#### [Problems to solve]
**a)** Using the account of Lyle's career, decide whether each statement agrees with it. Answer yes or no for each, and quote the deciding words. (i) The HP 8551A had a sweep width of 2,000 MHz. (ii) Lyle spent about a year on the road with the van. (iii) Polarad Corporation was located on Long Island, NY.
**b)** Transcribe the part of the account of Lyle's career starting at "Lyle gained most" and ending at "foreign competition existed.".

#### [Text passage]
--------------------

In his early career, Lyle told of working on instrumentation for Halliburton, when that was a well-known supplier to the oil well industry in the Bakersfield, CA area. He later moved to Hughes Aircraft, and worked on their MA-l fire control radar system, at a time when owner Howard Hughes was still out in public.
Lyle told of working nights, on the Hughes Company flight line, after midnight, readying a fighter for a radar test mission to the California high desert gunnery ranges, north of Los Angeles, the next day. The Hughes airstrip is still in Los Angeles, just about 3 miles north of LAX, with its runway running parallel to LAX. Some nights, as they worked, a well-maintained DC-3, with a large bay window on one side, would land, and taxi over to the project workers. Pilot Howard Hughes, in old sun-tan pants would get out, roll up his sleeves and work along with the engineers.
Lyle gained most of his HP fame during the introduction of the HP 8551A Microwave Spectrum Analyzer, in 1964. This was a brand new product sector for HP, with the main competitor being Polarad Corporation of Long Island, NY (not the film-maker, Polaroid, nor PRD mentioned above) Their spectrum analyzer business was about $5 million, out of a total market of about $8 million. They sold mostly single-band tuning analyzers, and their instruments went for about $5,000 while Panoramic, Inc., also of Long Island, came in with a multi-band (using first LO harmonics) spectrum analyzer at about $7,000. Little foreign competition existed.
Lyle was working as Microwave Application Engineer in our Microwave Division marketing at the time. He correctly predicted that the HP field engineers would not be able to come up to speed quickly, on applications and measurement techniques for this brand new technology. He proposed for our microwave marketing to buy him a Ford Econoline van, equip it to mount the HP 8551A in a rack at the rear doors, for easy access in testing in the field, or for removal to demo inside. He added an Onan AC power generator, and to take the show on the road. While not intuitive to us in management at the beginning, it turned out to be an enormous success, and talked about for years as a classic solution to introduction of brand new technology.
The reason was that the HP 8551A was NOT AT ALL like previous competitors. The HP unit swept the first local oscillator, making a sweep width of 2,000 MHz, vs 150 MHz of Polarad. It measured down to 10 MHz, covering RF, VHF, UHF and low microwave IN ONE SWEEP, stunning performance.
Lyle spent probably 6 months on the road, slowly moving across the country, working with customers, always in the company of the local FE, and thereby teaching each one those new applications at the same time he was selling to the customers. We began to see orders arriving from customers, often tracking Lyle's travels. We also began to hear from the successful field engineers as they praised the work of Lyle. And the applications stories also arrived from the FEs.
A typical application was in the Antelope Valley, about 50 miles north of Los Angeles, the home of Edwards AFB. Accompanied by an Air Force Colonel, who was the frequency-control officer at Edwards, Lyle parked the van alongside a phone booth at a desert intersection of Route 15 and 66, north of the base. These were years before cell phones. The USAF Colonel's problem was that there were three long-range surveillance radars, NASA, USAF, and FAA, all operating at S-band frequencies, on three separate mountain peaks, whose signals were interfering with each other.

--------------------

#### [Material provided]

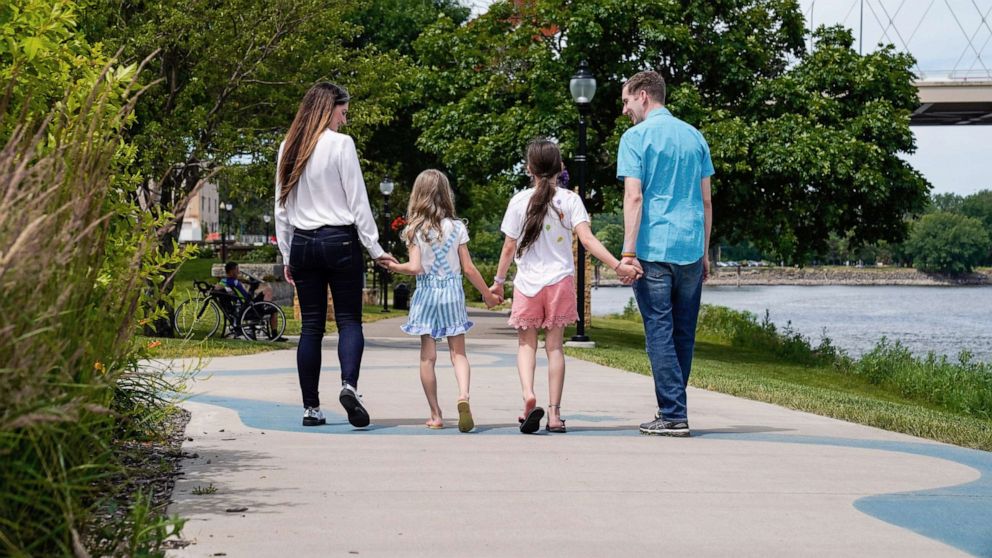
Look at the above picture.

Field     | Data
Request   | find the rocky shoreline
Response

--------------------

#### [Worked answers]
**a)**
(i) Yes: "making a sweep width of 2,000 MHz, vs 150 MHz of Polarad"
(ii) No: "Lyle spent probably 6 months on the road"
(iii) Yes: "Polarad Corporation of Long Island, NY"

**b)**
Lyle gained most of his HP fame during the introduction of the HP 8551A Microwave Spectrum Analyzer, in 1964. This was a brand new product sector for HP, with the main competitor being Polarad Corporation of Long Island, NY (not the film-maker, Polaroid, nor PRD mentioned above) Their spectrum analyzer business was about $5 million, out of a total market of about $8 million. They sold mostly single-band tuning analyzers, and their instruments went for about $5,000 while Panoramic, Inc., also of Long Island, came in with a multi-band (using first LO harmonics) spectrum analyzer at about $7,000. Little foreign competition existed.